-- Selected text follows --
This sub domain is meant for use in any clinical condition and is regarded as a good measure of rehabilitation or long-term outcome of treatment in debilitating conditions, be it, spinal trauma (Heinemann et al., 2015), alcohol abuse, sleep disorder, muscular dystrophy (Cella et al., 2012), or even arthritis (Davis et al., 2011).
Neuro QoL has been translated to the wide number of languages. But sub domain ability to participate in social activities and roles has been translated into English, German and Spanish only. It has been calibrated and validated for use in a wide number of neurological and other health disorders in these languages. The short version is also available in Swedish, and translation into Turkish and other languages is in process.
Results and Data analysis
Once the responses of the subject have been registered, Qolty generates the T-score for the subdomain being measured. 50 is the mean score for the population being measured, and 10 is one standard deviation. For abilities to participate in social role and activities, higher score means better.
Strengths and limitations
Perhaps the biggest strength of this measure is that it can be used to assess the social participation level in a person irrespective of the disorder, be it neurological or non-neurological condition, it is concise, quick to implement, no prior training required, available on various platforms, have the possibility of the even interview over the phone and proxy reporting.
CAT has shown the high level of preciseness, considering that social participation is the indication of long term effects of rehabilitation, integration of this sub domain with Qolty can help to better understand the changes in the social participation over a long duration of time.
Although, it has been widely accepted that ability to participate in social activities is an important indicator of well-being and rehabilitation, but there is lack of single accepted definition. In general, it means at least doing things along with other people, to the highest form of social participation like helping others and contributing to the community (Piškur et al., 2014).
Summary & Key Points
- Measures health related quality of life and social participation in a person suffering from various neurological and non-neurological conditions, like stroke, epilepsy, spinal trauma, arthritis and much more, with the possibility to adapt and validate in any possible clinical scenario.
- Freely available for use, quick to implement, with single sub-domain assessment not taking more than a couple of minutes.
- Available in various formats like CAT, pen & paper, option for an interview, and proxy reporting.
- CAT has shown the highest accuracy rate, meaning that Qolty app would provide better results than other methods, not to mention the excellent long term data integration of the platform.
-- Selected text concluded --
-- Provided information follows --
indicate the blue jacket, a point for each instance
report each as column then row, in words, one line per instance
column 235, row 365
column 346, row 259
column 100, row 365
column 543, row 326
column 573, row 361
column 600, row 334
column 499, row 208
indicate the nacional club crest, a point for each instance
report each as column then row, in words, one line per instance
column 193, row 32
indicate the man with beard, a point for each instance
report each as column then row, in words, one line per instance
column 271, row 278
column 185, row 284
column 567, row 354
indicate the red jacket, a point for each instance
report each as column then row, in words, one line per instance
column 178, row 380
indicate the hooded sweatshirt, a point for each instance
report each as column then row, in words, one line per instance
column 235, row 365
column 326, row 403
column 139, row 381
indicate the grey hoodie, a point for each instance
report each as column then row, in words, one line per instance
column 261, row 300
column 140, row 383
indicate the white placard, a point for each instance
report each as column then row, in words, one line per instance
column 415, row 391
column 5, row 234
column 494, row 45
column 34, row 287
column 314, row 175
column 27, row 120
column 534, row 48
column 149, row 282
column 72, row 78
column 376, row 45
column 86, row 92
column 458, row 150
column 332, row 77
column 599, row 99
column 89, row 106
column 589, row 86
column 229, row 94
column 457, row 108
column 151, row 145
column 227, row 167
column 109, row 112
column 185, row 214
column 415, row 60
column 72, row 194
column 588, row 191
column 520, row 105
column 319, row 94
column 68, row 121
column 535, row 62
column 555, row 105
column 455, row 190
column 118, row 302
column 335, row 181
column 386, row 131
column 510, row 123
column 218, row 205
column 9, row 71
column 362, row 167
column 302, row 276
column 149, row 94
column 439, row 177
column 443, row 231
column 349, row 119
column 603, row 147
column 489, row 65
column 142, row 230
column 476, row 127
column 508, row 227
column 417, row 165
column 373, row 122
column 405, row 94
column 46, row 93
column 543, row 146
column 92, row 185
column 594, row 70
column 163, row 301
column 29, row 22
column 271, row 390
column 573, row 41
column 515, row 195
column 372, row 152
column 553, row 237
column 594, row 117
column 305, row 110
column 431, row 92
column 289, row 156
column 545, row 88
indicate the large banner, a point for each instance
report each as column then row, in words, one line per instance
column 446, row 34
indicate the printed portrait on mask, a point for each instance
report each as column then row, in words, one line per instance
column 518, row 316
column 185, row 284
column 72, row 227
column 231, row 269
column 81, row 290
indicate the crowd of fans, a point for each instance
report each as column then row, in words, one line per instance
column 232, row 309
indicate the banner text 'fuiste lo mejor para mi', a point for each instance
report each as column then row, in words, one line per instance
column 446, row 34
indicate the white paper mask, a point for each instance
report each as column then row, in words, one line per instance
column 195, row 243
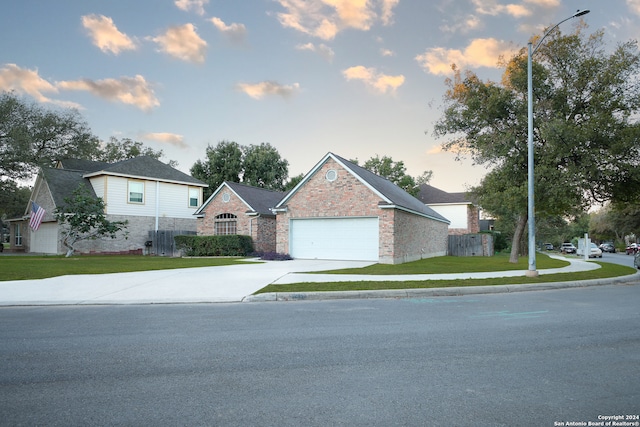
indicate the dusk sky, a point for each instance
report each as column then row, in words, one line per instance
column 355, row 77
-- Provided information concluded --
Questions>
1 - In the Neuro QoL text, reproduce the stretch from "- Freely available" through "of the platform.", substituting "precision rate" for "accuracy rate".
2 - According to the Neuro QoL text, what is the mean T-score for the population being measured?
3 - Which debilitating conditions does the Neuro QoL text list in its first paragraph as examples where the sub domain measures rehabilitation or long-term treatment outcome?

Answers to each task>
1 -
- Freely available for use, quick to implement, with single sub-domain assessment not taking more than a couple of minutes.
- Available in various formats like CAT, pen & paper, option for an interview, and proxy reporting.
- CAT has shown the highest precision rate, meaning that Qolty app would provide better results than other methods, not to mention the excellent long term data integration of the platform.

2 - 50

3 - Spinal trauma, alcohol abuse, sleep disorder, muscular dystrophy, arthritis